-- Source text --
>> Start
Editorial

OPINION | EDITORIAL: Clear enough speech

This president isn’t hiding anything

"The American Jobs Plan will put engineers and construction workers to work building more energy-efficient buildings and homes. Electrical workers installing 500,000 charging stations along our highways. Farmers planting cover crops, so they can reduce carbon dioxide in the air and get paid for doing it."

That is a paragraph from Wednesday night's speech by President Joe Biden, who made an appearance in his old stomping grounds in Congress, 99 days after taking office. (His team couldn't wait until 100 days, because it would have been an embarrassment to have the NFL Draft get 10 times the audience on Thursday night.)

That last sentence says so much about the president's plans, his proposals, and his very clear thought. Who said Joe Biden can't put things plain? He certainly did Wednesday night. Over and over again.

Farmers can plant cover crops, so they can reduce carbon in the air--and get paid for doing it.

Cover crops, according to reports, are plants that cover the soil and aren't harvested for food, feed or fabric. Some farmers, no telling how many, will be asked to plant cover crops, let the pasture lie fallow, no telling how long, and the government will pay the farmers for their work. Or lack of work. Neat.

Nothing will be sold at the farmer's market, or any market. Nothing is expected in terms of production. But the government will still print enough money to send to the land owners. And the cost to taxpayers can be passed down to our children and grandchildren.

This sums up the Biden administration's grand scheme to tax, spend, and centrally plan our way to prosperity.

Mercy.

If the nation had an endless supply of money and could put every line item on the credit card with no future consequences, and somehow nobody would ever have to pay back all the spending, and foreign countries, sometimes bad actors, didn't have a large chunk of that debt, then Joe Biden's speech would have been just the ticket.

"The American Jobs Plan will create millions of good paying jobs--jobs Americans can raise their families on. And all the investments in the American Jobs Plan will be guided by one principle: 'Buy American.' American tax dollars are going to be used to buy American products made in America that create American jobs. The way it should be."

The way it should be: The government creates jobs by spending trillions of dollars. Americans go to work at those jobs. And other Americans buy the products their fellow Americans create at government-created jobs. Why haven't we been doing that all along?

"The American Jobs Plan is a blue-collar blueprint to build America. And it recognizes something I've always said. Wall Street didn't build this country. The middle class built this country. And unions built the middle class. And that's why I'm calling on Congress to pass the Protecting the Right to Organize Act--the PRO Act--and send it to my desk to support the right to unionize."

During the campaign, Joe Biden promised to be the most pro-union president the nation has ever seen. Which explains his infatuation with the PRO Act. This act, if passed into law, would end the right-to-work laws in the majority of states (27 in all, including Arkansas) that have them.
>> End
-- Extracted material --
>> Start
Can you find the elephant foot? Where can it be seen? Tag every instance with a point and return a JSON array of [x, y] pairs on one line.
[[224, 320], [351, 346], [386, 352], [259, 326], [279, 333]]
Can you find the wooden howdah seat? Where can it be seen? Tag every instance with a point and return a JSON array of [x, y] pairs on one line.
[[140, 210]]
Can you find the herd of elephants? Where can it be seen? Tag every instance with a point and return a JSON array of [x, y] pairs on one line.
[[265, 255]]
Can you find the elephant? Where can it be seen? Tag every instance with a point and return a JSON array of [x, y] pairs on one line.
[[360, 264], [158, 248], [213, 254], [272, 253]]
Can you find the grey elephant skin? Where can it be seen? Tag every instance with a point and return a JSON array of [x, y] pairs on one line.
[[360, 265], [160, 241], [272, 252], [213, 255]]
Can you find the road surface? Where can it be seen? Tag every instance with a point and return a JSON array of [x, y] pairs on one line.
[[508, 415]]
>> End
-- Aim --
In the editorial's opening quotation from the speech, which kinds of workers does the American Jobs Plan name? The material here comes from a separate source, not from the editorial.

-- Problem solution --
- Engineers
- Construction workers
- Electrical workers
- Farmers